* _Required work_
Filter the listing below and copy out each line containing the string "snowy". Case counts.

<<<<

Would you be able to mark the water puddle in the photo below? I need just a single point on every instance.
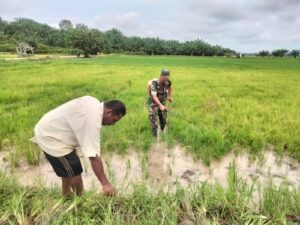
(164, 168)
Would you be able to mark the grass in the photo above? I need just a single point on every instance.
(220, 103)
(206, 204)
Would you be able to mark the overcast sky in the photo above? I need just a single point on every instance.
(242, 25)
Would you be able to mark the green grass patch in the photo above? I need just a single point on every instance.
(219, 103)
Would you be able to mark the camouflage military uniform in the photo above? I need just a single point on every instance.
(162, 90)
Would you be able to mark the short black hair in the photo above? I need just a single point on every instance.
(116, 106)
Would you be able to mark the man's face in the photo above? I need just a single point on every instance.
(110, 119)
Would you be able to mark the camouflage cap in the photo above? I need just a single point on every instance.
(165, 72)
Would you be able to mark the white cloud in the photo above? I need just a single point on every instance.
(127, 22)
(11, 7)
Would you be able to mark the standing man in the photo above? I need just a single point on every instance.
(159, 90)
(77, 123)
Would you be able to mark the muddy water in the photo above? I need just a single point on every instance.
(164, 168)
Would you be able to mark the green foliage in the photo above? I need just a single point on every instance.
(294, 53)
(7, 46)
(91, 41)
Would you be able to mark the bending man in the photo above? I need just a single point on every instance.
(77, 123)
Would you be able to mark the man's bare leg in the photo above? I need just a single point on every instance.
(72, 183)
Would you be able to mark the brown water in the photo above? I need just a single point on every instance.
(164, 168)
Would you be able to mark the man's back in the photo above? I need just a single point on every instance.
(67, 126)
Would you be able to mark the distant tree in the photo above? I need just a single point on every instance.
(81, 26)
(279, 52)
(90, 41)
(264, 53)
(65, 25)
(294, 53)
(116, 40)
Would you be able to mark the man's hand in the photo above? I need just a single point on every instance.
(108, 189)
(170, 99)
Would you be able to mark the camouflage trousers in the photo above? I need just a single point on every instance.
(154, 111)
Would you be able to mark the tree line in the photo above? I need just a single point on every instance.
(80, 39)
(280, 53)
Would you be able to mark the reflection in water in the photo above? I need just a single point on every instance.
(165, 168)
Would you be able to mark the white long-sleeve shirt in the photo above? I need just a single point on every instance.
(74, 124)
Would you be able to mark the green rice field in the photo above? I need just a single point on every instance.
(220, 105)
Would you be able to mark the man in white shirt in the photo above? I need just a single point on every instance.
(77, 123)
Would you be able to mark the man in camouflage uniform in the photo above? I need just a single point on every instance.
(159, 90)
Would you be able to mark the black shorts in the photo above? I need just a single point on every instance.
(67, 165)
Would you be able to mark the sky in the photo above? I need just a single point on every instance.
(242, 25)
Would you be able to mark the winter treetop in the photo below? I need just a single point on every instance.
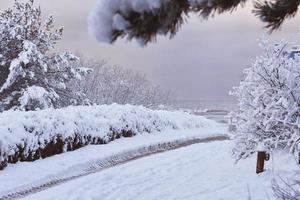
(143, 20)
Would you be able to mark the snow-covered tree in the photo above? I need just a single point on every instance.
(269, 101)
(113, 84)
(31, 76)
(145, 19)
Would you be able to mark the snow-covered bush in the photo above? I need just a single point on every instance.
(112, 84)
(39, 134)
(269, 101)
(31, 77)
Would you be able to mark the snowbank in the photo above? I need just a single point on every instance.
(28, 136)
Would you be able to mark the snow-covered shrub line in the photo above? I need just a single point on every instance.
(28, 136)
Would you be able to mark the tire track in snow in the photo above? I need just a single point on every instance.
(102, 164)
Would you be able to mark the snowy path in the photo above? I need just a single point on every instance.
(29, 177)
(196, 172)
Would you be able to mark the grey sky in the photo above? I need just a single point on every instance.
(204, 60)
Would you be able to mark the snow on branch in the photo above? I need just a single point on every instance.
(39, 134)
(269, 101)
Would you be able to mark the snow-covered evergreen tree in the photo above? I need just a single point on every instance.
(31, 77)
(144, 20)
(269, 101)
(113, 84)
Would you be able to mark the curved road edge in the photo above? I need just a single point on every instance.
(102, 164)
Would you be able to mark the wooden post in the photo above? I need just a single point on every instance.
(262, 156)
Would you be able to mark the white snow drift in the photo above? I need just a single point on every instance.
(31, 132)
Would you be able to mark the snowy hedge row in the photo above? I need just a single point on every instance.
(27, 136)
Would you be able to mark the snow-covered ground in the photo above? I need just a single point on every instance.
(202, 171)
(25, 174)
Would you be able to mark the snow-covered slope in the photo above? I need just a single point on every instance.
(197, 172)
(27, 175)
(28, 136)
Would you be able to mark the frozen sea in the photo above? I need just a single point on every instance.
(215, 110)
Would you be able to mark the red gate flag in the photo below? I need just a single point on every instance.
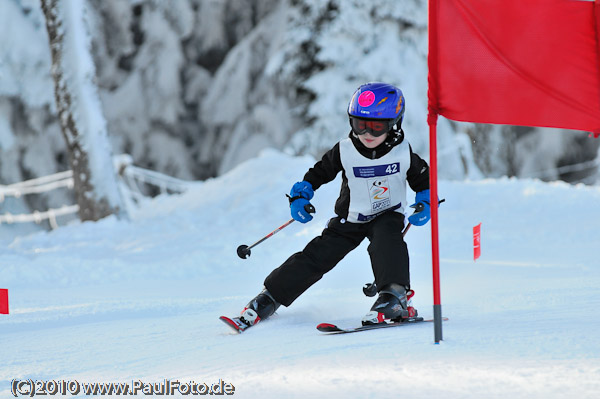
(516, 62)
(476, 242)
(3, 301)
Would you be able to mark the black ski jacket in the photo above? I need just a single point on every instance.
(330, 165)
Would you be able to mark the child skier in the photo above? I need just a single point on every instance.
(376, 162)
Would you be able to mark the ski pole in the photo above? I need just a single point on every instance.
(244, 250)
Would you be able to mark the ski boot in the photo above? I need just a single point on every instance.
(259, 308)
(392, 305)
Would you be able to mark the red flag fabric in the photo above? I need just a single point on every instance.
(3, 301)
(516, 62)
(476, 242)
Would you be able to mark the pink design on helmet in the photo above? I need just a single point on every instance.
(366, 98)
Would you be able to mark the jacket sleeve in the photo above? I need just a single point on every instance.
(417, 175)
(326, 169)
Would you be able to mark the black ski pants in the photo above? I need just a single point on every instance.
(387, 249)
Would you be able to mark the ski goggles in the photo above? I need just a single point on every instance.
(375, 128)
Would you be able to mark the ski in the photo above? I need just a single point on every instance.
(235, 323)
(334, 329)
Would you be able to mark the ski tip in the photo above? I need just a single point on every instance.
(327, 327)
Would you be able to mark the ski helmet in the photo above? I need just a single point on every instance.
(376, 108)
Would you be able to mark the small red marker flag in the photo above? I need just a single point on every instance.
(3, 301)
(476, 242)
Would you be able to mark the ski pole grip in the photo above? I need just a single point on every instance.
(309, 208)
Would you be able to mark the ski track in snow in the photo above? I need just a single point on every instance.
(140, 300)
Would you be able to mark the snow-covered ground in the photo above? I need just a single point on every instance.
(118, 301)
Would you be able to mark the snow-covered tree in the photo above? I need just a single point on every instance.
(79, 110)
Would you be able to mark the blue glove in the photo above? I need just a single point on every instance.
(300, 194)
(422, 209)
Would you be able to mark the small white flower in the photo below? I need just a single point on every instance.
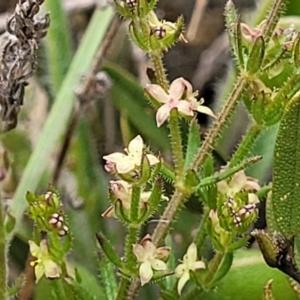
(150, 258)
(180, 95)
(190, 263)
(124, 163)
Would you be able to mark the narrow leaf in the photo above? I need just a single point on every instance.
(286, 173)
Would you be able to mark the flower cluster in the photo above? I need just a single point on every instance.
(236, 208)
(189, 263)
(180, 96)
(150, 258)
(119, 163)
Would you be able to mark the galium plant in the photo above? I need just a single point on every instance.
(145, 188)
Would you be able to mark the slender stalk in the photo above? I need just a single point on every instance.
(2, 255)
(159, 70)
(201, 233)
(135, 203)
(246, 145)
(176, 145)
(272, 19)
(123, 286)
(165, 222)
(221, 120)
(213, 267)
(131, 239)
(192, 294)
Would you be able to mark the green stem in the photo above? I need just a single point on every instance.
(123, 287)
(201, 233)
(218, 125)
(168, 216)
(131, 239)
(213, 267)
(176, 145)
(159, 70)
(272, 19)
(2, 255)
(246, 145)
(135, 203)
(192, 294)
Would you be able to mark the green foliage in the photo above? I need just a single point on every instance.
(286, 176)
(159, 188)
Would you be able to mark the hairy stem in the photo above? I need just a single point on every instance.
(159, 70)
(123, 286)
(165, 221)
(221, 120)
(131, 239)
(246, 144)
(273, 19)
(201, 233)
(2, 255)
(176, 145)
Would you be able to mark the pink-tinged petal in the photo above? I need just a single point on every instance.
(158, 265)
(109, 212)
(153, 160)
(162, 253)
(157, 92)
(189, 88)
(44, 247)
(34, 248)
(184, 107)
(115, 157)
(182, 281)
(205, 110)
(120, 188)
(125, 166)
(251, 185)
(162, 114)
(146, 272)
(145, 196)
(139, 251)
(135, 147)
(51, 269)
(39, 272)
(199, 265)
(177, 88)
(192, 253)
(179, 270)
(149, 249)
(252, 198)
(238, 181)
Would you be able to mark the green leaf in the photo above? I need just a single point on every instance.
(60, 112)
(58, 44)
(246, 280)
(224, 267)
(286, 173)
(129, 97)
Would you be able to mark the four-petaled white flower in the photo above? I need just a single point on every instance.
(189, 263)
(180, 96)
(150, 258)
(125, 163)
(43, 265)
(239, 182)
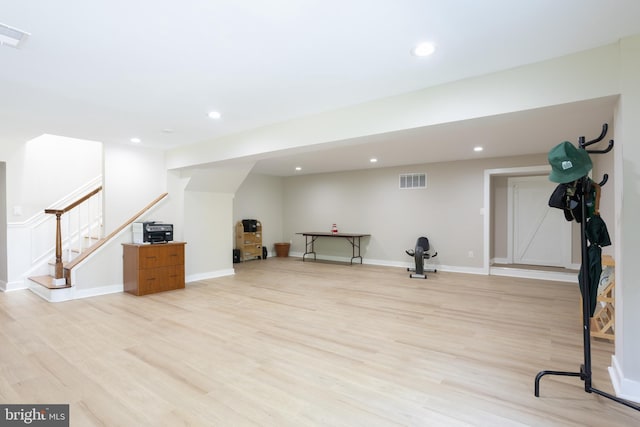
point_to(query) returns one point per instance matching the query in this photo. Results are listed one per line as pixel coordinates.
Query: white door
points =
(539, 235)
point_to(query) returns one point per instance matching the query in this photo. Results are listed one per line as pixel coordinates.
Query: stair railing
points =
(84, 226)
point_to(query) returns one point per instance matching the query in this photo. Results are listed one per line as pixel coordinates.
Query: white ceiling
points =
(111, 70)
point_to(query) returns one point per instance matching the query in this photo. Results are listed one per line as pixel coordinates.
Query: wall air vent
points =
(10, 36)
(413, 181)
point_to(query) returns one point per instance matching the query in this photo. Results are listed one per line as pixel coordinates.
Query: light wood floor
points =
(287, 343)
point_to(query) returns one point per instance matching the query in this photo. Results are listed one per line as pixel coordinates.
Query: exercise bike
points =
(419, 254)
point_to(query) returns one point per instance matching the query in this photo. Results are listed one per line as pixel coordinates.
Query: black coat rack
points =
(585, 374)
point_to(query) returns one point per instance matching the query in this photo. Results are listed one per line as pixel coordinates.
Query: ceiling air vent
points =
(413, 180)
(10, 36)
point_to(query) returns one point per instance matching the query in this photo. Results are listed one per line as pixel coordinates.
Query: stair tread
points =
(47, 282)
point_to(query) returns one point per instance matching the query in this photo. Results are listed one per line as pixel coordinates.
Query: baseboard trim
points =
(13, 286)
(625, 388)
(534, 274)
(209, 275)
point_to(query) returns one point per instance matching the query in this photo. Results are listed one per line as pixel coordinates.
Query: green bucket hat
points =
(568, 163)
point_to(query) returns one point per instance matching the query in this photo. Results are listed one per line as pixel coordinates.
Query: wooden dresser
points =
(153, 268)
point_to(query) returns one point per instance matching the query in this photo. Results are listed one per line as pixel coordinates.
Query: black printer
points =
(152, 232)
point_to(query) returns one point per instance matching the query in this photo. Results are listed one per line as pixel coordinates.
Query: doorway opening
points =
(520, 233)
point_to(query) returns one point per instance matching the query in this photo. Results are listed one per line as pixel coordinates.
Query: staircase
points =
(84, 239)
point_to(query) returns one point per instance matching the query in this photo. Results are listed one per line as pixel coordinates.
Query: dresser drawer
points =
(153, 268)
(160, 279)
(159, 255)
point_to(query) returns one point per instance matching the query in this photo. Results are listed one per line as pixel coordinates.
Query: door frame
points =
(488, 174)
(565, 261)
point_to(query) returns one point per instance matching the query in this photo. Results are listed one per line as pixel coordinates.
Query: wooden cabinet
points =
(249, 242)
(153, 268)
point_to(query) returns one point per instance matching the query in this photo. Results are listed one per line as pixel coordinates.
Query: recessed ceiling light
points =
(423, 49)
(10, 36)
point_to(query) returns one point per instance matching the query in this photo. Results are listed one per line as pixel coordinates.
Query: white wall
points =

>>>>

* _Result below_
Would you be able to mark the snowy path in the photo above? I need just a single point on every instance.
Would you be able to mark the snowy hedge row in the photo above? I need just a single point on every instance.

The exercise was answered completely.